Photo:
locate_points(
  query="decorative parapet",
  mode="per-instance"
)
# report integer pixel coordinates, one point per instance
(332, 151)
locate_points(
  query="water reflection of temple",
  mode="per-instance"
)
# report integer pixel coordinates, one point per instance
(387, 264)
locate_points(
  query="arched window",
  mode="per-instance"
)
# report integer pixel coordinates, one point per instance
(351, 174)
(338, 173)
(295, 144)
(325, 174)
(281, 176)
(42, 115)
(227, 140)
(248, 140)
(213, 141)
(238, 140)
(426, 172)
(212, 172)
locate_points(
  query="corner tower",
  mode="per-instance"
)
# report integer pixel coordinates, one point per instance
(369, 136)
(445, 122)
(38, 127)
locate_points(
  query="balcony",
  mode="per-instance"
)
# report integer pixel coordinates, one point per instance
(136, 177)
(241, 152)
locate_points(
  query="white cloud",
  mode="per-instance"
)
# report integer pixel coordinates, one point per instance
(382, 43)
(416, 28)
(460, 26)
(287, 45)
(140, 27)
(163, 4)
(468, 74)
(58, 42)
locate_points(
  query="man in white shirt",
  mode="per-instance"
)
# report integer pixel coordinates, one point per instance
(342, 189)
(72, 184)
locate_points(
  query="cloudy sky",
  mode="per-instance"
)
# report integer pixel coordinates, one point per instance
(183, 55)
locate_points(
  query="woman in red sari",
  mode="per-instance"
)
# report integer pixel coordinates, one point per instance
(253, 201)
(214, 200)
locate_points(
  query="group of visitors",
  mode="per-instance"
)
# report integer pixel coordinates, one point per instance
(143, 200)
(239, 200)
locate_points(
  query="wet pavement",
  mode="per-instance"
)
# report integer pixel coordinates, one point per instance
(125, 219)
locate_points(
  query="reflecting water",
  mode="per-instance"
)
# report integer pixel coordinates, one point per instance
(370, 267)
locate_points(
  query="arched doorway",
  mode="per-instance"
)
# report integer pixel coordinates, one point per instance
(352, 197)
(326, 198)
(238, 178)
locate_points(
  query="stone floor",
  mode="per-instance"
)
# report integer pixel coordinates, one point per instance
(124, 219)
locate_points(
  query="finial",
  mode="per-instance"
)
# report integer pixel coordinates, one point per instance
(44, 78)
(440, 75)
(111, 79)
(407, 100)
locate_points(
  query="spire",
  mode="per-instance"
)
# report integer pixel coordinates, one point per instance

• WHAT YOU NEED TO DO
All records above must be printed again, exactly.

• OUTPUT OF THE EXERCISE
Photo:
locate_points(
  query="decorative parapet",
  mode="per-instance"
)
# report integer pixel coordinates, one point per instance
(332, 151)
locate_points(
  query="water reflection of temple",
  mode="per-instance"
)
# report integer pixel coordinates, one point per instance
(387, 264)
locate_points(
  query="arched window",
  mode="per-instance"
)
# report integer pixel coordinates, one point per instance
(351, 174)
(338, 173)
(295, 144)
(325, 174)
(281, 176)
(42, 115)
(227, 140)
(248, 140)
(213, 141)
(238, 140)
(426, 172)
(212, 172)
locate_points(
  query="corner tower",
  mode="per-instance"
)
# report integer pixel coordinates, one point per instance
(369, 136)
(445, 122)
(38, 127)
locate_points(
  query="balcony",
  mode="per-instance"
)
# report integer pixel coordinates, one point per instance
(136, 177)
(241, 152)
locate_points(
  query="white cloud",
  mode="per-instance"
)
# report integer pixel coordinates, one point per instance
(382, 43)
(416, 28)
(460, 26)
(287, 45)
(140, 27)
(163, 4)
(468, 74)
(58, 42)
locate_points(
  query="man in white shirt",
  mode="per-instance"
)
# report integer pixel coordinates, one point per instance
(342, 189)
(72, 184)
locate_points(
  query="cloudy sky",
  mode="per-instance"
)
# report integer pixel coordinates, one point per instance
(183, 55)
locate_points(
  query="woman in red sari",
  mode="per-instance"
)
# report integer pixel coordinates, one point per instance
(253, 201)
(214, 200)
locate_points(
  query="group of visitors",
  mode="per-instance"
)
# report integer pixel coordinates, one point per instance
(143, 200)
(239, 200)
locate_points(
  query="wet pavement",
  mode="per-instance"
)
# report integer pixel coordinates, one point per instance
(125, 219)
locate_points(
  query="reflecting water",
  mode="per-instance"
)
# report integer pixel coordinates, one point per instance
(370, 267)
locate_points(
  query="arched doorway",
  mode="per-instance"
)
# report integer pixel coordinates, one point per instance
(352, 197)
(326, 198)
(238, 178)
locate_points(
  query="stone floor",
  mode="per-instance"
)
# report integer pixel coordinates, one point per instance
(124, 219)
locate_points(
  query="finial",
  mode="per-instance"
)
# report integer pixel coordinates, one point per instance
(44, 78)
(440, 75)
(111, 79)
(407, 100)
locate_points(
  query="spire",
  mode="per-instance"
)
# report integer pixel coordinates, one point per instance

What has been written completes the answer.